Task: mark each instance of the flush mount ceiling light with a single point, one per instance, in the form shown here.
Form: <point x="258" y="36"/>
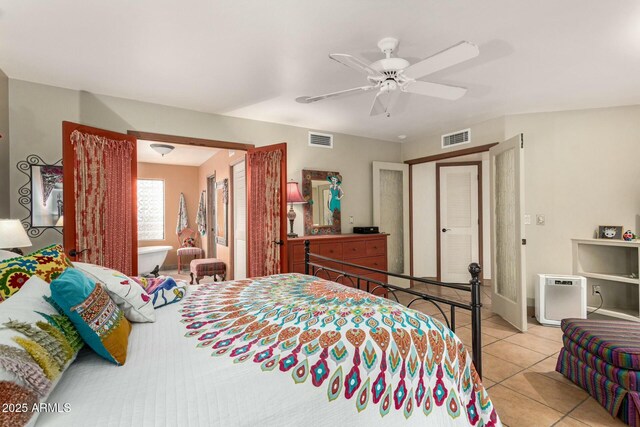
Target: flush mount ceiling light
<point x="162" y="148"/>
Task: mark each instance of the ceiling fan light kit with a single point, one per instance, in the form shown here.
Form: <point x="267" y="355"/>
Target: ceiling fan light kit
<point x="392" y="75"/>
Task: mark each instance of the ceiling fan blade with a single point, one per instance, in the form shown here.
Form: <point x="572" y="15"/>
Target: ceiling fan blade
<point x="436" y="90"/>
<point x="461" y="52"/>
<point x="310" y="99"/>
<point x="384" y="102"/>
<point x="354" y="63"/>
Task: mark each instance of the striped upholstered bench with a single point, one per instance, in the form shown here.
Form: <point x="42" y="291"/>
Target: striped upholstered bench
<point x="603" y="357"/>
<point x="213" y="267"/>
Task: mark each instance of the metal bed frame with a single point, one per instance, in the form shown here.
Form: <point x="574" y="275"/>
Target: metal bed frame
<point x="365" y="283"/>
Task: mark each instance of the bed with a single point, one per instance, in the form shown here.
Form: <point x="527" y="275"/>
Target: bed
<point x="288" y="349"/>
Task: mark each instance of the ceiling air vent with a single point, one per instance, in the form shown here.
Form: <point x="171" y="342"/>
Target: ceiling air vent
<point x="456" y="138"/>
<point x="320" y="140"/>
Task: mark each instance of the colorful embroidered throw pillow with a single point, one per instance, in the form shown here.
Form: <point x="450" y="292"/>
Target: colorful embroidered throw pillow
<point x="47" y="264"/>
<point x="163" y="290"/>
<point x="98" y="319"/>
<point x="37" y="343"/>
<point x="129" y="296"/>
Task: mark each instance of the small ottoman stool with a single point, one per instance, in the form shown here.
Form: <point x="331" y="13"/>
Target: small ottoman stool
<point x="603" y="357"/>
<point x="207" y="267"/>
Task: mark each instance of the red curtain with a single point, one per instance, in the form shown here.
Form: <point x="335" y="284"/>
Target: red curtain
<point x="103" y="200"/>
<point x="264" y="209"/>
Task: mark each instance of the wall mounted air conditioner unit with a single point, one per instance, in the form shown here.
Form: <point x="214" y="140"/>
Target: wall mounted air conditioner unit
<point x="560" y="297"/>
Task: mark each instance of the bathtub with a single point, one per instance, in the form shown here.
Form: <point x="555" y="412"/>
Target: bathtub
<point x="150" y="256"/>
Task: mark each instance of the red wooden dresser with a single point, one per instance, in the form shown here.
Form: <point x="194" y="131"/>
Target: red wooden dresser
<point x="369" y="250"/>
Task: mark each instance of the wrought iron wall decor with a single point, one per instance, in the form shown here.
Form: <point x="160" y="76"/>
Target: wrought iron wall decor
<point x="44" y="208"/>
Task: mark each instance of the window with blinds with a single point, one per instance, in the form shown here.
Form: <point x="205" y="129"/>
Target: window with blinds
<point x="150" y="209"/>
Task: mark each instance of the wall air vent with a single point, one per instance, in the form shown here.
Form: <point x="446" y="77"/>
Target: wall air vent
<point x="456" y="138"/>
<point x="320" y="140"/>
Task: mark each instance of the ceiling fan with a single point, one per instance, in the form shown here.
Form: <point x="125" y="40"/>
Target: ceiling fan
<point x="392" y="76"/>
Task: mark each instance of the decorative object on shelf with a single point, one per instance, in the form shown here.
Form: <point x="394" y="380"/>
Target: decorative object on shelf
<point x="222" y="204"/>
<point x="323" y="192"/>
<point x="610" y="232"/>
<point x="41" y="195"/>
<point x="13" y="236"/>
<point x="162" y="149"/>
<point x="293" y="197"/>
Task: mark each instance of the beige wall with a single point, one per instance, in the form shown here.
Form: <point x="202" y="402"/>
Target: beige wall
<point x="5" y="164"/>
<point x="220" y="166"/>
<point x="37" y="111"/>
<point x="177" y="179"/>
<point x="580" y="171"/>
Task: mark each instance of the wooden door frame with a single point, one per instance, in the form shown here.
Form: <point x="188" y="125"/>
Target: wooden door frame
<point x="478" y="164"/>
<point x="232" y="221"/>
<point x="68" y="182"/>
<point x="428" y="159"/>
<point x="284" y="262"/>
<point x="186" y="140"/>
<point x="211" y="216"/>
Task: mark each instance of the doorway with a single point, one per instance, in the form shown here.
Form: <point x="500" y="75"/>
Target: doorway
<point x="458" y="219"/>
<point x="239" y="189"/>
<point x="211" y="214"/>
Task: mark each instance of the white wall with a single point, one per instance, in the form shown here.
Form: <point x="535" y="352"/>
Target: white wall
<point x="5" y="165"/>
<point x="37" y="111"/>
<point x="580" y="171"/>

==

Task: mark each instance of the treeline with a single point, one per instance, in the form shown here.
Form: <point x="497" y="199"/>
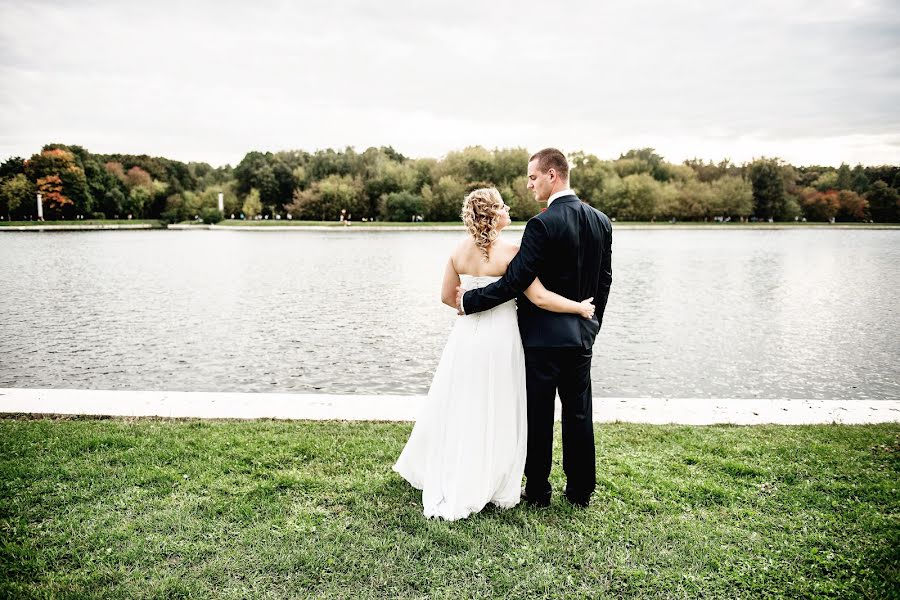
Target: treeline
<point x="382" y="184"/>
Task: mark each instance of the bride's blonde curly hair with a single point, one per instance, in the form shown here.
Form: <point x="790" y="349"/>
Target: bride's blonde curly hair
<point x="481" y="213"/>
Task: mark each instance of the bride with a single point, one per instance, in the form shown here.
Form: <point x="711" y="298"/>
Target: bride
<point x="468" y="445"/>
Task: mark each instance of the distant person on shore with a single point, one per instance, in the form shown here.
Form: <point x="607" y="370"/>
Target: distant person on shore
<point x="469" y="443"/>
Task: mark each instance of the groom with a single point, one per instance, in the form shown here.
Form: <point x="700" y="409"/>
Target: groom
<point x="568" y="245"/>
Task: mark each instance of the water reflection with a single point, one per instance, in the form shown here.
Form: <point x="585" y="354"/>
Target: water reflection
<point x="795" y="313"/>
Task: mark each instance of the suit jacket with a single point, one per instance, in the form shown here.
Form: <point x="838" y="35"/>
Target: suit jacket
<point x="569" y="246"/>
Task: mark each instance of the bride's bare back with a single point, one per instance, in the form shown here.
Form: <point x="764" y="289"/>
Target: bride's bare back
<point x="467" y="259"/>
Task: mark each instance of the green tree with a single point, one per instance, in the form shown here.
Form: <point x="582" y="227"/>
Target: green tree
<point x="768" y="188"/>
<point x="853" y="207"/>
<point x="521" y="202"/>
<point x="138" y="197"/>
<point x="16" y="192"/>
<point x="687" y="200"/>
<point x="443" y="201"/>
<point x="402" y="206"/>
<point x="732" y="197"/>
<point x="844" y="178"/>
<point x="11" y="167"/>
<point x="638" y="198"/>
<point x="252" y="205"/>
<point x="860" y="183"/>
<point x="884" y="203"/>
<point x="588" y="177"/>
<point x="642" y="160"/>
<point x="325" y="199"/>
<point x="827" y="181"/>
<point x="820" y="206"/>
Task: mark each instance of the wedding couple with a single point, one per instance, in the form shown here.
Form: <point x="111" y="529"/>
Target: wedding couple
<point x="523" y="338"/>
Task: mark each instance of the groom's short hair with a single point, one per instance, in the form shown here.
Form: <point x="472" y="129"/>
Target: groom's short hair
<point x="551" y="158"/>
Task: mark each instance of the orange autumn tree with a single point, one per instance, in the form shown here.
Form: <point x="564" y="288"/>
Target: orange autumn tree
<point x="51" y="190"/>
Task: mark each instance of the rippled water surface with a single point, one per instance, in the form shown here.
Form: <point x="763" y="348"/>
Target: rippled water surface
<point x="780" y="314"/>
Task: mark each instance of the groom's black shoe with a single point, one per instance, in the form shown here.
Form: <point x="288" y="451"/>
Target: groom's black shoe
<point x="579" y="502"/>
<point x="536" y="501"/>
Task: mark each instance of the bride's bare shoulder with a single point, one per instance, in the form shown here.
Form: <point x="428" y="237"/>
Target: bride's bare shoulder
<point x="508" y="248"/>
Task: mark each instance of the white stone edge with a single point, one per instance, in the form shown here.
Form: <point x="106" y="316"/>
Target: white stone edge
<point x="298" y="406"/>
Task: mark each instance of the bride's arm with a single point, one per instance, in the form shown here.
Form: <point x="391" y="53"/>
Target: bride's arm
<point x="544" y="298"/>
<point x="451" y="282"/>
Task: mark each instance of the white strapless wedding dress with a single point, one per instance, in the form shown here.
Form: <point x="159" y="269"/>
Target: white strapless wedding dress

Aim of the exercise
Each line of the material that contains the string "strapless" has to be copied out.

Result
Task: mark each instance of the white strapless wedding dress with a single point, one per instance, in the form shown here.
Target: white strapless wedding dress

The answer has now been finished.